<<<<

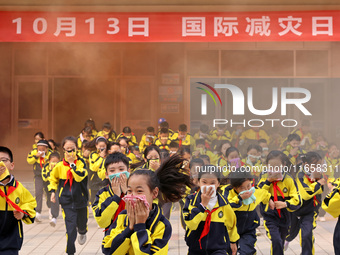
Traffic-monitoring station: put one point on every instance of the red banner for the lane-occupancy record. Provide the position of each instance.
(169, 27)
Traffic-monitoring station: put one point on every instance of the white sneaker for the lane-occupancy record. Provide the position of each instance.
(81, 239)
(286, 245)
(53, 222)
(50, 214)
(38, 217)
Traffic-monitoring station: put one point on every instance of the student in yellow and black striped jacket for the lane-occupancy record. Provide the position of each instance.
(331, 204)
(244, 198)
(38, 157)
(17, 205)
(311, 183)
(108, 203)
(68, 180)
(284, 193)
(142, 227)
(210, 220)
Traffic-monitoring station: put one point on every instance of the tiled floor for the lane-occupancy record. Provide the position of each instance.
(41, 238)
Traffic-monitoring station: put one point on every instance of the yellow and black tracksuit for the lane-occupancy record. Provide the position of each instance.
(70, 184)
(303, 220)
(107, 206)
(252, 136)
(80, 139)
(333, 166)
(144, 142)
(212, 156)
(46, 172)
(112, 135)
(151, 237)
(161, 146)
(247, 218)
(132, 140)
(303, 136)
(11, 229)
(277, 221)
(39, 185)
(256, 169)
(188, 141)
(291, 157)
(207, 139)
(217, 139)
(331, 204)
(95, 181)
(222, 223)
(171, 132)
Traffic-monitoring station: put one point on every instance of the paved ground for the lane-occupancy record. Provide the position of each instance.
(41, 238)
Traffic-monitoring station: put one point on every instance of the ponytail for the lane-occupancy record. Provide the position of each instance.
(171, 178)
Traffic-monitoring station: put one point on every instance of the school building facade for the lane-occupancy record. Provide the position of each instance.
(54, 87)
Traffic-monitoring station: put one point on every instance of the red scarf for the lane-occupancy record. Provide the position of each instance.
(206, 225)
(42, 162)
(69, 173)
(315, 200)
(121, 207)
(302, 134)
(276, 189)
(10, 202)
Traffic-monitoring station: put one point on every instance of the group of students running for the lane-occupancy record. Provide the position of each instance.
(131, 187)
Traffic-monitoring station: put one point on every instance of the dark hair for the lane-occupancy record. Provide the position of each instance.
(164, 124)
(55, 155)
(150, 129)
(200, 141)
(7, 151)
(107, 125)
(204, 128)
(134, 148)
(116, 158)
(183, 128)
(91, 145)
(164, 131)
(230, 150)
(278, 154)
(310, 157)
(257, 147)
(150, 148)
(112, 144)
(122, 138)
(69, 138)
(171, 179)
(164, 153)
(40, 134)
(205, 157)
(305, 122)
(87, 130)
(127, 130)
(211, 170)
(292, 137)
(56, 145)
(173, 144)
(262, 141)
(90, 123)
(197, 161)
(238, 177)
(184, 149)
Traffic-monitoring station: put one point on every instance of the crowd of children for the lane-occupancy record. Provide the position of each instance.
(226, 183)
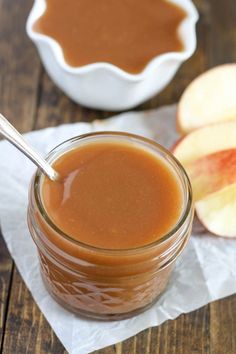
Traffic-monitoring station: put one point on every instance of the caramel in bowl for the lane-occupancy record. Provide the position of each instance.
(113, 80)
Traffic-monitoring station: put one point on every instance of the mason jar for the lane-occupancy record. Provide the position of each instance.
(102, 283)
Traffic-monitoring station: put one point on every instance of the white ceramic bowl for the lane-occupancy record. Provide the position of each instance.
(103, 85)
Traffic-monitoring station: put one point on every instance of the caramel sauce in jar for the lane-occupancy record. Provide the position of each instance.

>>>>
<<<<

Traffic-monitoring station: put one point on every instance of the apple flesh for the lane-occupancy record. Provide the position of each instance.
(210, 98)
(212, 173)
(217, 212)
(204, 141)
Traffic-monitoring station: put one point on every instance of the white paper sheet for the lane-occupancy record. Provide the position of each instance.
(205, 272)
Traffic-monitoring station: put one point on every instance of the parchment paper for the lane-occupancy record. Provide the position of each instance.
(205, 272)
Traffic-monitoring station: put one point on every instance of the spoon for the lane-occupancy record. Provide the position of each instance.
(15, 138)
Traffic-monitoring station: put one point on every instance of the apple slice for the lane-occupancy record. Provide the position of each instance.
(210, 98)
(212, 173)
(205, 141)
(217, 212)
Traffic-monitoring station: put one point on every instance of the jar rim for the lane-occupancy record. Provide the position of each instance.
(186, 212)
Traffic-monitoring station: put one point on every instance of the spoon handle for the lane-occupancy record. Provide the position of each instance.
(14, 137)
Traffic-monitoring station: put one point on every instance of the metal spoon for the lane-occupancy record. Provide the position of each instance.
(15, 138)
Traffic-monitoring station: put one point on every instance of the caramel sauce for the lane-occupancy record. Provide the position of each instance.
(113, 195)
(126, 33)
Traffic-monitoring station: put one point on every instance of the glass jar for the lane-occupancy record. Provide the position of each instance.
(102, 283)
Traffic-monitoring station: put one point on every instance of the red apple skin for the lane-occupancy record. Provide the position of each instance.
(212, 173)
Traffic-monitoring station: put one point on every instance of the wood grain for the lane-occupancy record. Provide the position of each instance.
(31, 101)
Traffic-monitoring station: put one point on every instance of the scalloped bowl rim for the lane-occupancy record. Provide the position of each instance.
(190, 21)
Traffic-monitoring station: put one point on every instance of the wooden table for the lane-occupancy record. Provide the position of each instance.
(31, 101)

>>>>

Within the listing above, extract exactly the lines from the line with "the caramel in" to the line with "caramel sauce in", the two named lines included, and no others.

### Exercise result:
Traffic-monitoring station: put one point on every instance of the caramel in bowl for the lane-occupancy record. Provide the position of each instance.
(113, 80)
Traffic-monitoring station: put one point on every instance of the mason jar for the lane-occupancy record. Provide the position of each instance.
(102, 283)
Traffic-monitoring station: put one point on every instance of the white ceramic bowl for the lane-occupancy record. Provide the position of each instance.
(103, 85)
Traffic-monitoring station: put one point on every instance of the caramel sauce in jar for the lane-occupancy record. Provide the position of each instance.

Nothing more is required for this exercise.